Retype the entries exactly. Include every line.

─── Input for this task

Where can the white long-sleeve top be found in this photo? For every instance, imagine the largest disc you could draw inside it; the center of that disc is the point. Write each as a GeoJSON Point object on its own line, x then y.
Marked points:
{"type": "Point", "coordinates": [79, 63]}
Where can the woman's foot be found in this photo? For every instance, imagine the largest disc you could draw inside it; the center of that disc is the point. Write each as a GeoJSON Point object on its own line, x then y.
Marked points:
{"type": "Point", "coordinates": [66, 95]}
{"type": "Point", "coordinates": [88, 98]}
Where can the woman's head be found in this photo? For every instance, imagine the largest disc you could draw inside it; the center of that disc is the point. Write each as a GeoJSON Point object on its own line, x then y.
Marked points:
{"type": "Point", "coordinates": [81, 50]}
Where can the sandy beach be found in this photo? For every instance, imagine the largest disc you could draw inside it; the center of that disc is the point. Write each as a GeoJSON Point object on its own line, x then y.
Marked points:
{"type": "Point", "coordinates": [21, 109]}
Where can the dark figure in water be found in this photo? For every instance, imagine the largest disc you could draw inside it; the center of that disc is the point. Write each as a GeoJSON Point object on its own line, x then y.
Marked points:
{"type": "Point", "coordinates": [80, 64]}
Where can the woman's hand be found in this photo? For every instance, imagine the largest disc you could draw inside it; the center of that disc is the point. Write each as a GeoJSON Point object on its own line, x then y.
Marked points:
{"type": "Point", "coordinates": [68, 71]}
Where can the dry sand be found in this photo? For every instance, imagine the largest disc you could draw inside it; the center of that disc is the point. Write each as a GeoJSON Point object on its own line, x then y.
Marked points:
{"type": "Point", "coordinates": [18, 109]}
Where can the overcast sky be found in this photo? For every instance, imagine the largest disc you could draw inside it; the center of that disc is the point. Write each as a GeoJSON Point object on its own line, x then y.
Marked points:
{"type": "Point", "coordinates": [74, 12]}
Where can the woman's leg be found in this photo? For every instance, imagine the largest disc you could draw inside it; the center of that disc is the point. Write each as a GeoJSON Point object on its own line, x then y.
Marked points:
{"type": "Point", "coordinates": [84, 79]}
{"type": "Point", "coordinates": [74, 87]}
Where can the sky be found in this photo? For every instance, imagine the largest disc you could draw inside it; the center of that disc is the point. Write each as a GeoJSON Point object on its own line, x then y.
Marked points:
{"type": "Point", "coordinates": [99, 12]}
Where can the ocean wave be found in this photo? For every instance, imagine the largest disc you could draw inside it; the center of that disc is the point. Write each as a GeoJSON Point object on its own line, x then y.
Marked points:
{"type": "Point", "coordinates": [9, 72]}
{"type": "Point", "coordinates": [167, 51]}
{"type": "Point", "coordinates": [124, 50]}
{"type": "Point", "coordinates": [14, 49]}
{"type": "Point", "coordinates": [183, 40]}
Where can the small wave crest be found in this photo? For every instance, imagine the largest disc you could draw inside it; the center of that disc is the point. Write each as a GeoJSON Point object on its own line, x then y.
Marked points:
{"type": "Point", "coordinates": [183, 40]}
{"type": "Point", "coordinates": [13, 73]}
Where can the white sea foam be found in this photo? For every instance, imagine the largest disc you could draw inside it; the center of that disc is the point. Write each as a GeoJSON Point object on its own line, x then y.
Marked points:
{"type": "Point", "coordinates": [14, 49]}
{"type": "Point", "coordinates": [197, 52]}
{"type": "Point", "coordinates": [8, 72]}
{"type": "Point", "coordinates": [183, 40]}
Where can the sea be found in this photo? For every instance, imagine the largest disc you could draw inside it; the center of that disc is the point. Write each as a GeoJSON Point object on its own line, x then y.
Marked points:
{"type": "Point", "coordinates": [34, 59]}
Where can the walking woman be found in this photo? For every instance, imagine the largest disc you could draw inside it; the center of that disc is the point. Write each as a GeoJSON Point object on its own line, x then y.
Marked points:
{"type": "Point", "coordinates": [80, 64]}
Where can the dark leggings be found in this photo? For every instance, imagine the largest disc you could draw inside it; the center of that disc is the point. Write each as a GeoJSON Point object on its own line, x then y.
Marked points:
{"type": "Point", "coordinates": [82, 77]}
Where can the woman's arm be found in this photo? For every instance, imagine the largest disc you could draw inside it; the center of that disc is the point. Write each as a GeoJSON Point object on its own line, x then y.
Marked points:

──────

▶ _Task output_
Where can the white long-sleeve top be found in this photo? For every instance, imagine the largest disc you could draw inside it; the center of that disc is the point. Write each as a GeoJSON Point object on its own line, x then y.
Marked points:
{"type": "Point", "coordinates": [79, 63]}
Where can the woman's foot be found in this photo? For every instance, imagine the largest disc you could draw inside it; the center of that disc is the point. Write each as a GeoJSON Point object on its own line, x then y.
Marked points:
{"type": "Point", "coordinates": [66, 95]}
{"type": "Point", "coordinates": [88, 98]}
Where can the woman's head be found in this photo? For every instance, imagine the largest disc you could draw inside it; the center of that disc is the point. Write each as a GeoJSON Point object on its own line, x then y.
Marked points:
{"type": "Point", "coordinates": [81, 50]}
Where can the sandy beach be found in this photo? For every instance, imagine the largest disc you could draw inside it; the center of that disc is the point. Write each as a GeoJSON Point object on its own line, x then y.
Marked points:
{"type": "Point", "coordinates": [21, 109]}
Where can the dark figure in water be found in this photo? For every instance, imagine the largest disc you could draw inside it; the center of that disc is the point. Write each as a GeoJSON Point object on its own line, x then y.
Marked points:
{"type": "Point", "coordinates": [80, 64]}
Where can the woman's hand be found in this photo? For every instance, imagine the largest disc you could draw inside it; the center of that disc is the point. Write each as a GeoJSON Point object on its own line, x then y.
Marked points:
{"type": "Point", "coordinates": [68, 71]}
Where can the dry sand be found in this photo? For every instance, imagine the largest disc you could draw inside it; the center of that disc is the point. Write each as a GeoJSON Point object on its own line, x then y.
Marked points:
{"type": "Point", "coordinates": [18, 109]}
Where can the overcast sky be found in this photo? For every instance, imagine the largest disc you could draw inside it; the center of that disc is the point. Write each as a GeoJSON Point object on its own line, x then y.
Marked points:
{"type": "Point", "coordinates": [74, 12]}
Where can the woman's leg be found in this photo? For every instance, imagine the largest disc you could draw inside it; the center of that disc is the point. Write each as a GeoJSON Point object on its own line, x then y.
Marked points:
{"type": "Point", "coordinates": [84, 79]}
{"type": "Point", "coordinates": [74, 87]}
Where can the sky be found in this photo? For every instance, imagine the largest disc you could draw inside it; the center of that disc is the point. Write each as a GeoJSON Point object on its own line, x then y.
Marked points:
{"type": "Point", "coordinates": [99, 12]}
Where can the ocean wave be found in this photo? For every instance, imagine the largest disc you could draw inside it; the center of that disc is the point. Write each as a GeoJSON Point object on its own line, x then y.
Marked points:
{"type": "Point", "coordinates": [9, 72]}
{"type": "Point", "coordinates": [167, 51]}
{"type": "Point", "coordinates": [124, 50]}
{"type": "Point", "coordinates": [14, 49]}
{"type": "Point", "coordinates": [183, 40]}
Where can the small wave crest be found in this photo? For every instance, imagine the largest disc you could draw inside it; the center of that disc is the point. Write each as a GeoJSON Point object on its own line, x then y.
Marked points:
{"type": "Point", "coordinates": [183, 40]}
{"type": "Point", "coordinates": [13, 73]}
Where can the white sea foam be found in this photo? For every instance, imagine the largest disc you could draw inside it; the center of that disc is the point. Write each as a GeoJSON Point object on its own line, x then y.
Marked points:
{"type": "Point", "coordinates": [14, 49]}
{"type": "Point", "coordinates": [197, 52]}
{"type": "Point", "coordinates": [8, 72]}
{"type": "Point", "coordinates": [183, 40]}
Where can the sea be found in this photo? For every instance, imagine the largest disc you could draw inside it; the center of that disc is the point. Write each as a GeoJSON Point object on its own line, x then y.
Marked points:
{"type": "Point", "coordinates": [34, 59]}
Where can the walking woman be found in this photo? For every instance, imagine the largest disc you could draw inside it; the center of that disc is the point. Write each as a GeoJSON Point object on its own line, x then y.
Marked points:
{"type": "Point", "coordinates": [80, 64]}
Where can the dark leggings be found in this photo? For every instance, imagine the largest disc you could draw inside it; the center of that disc is the point. Write each as a GeoJSON Point object on its own line, x then y.
Marked points:
{"type": "Point", "coordinates": [82, 77]}
Where can the woman's arm be found in this photo? For every instance, imagine the largest disc you could draw inside it; the center of that disc is the point. Write each as a GeoJSON Point object on its own line, x then y.
Marked points:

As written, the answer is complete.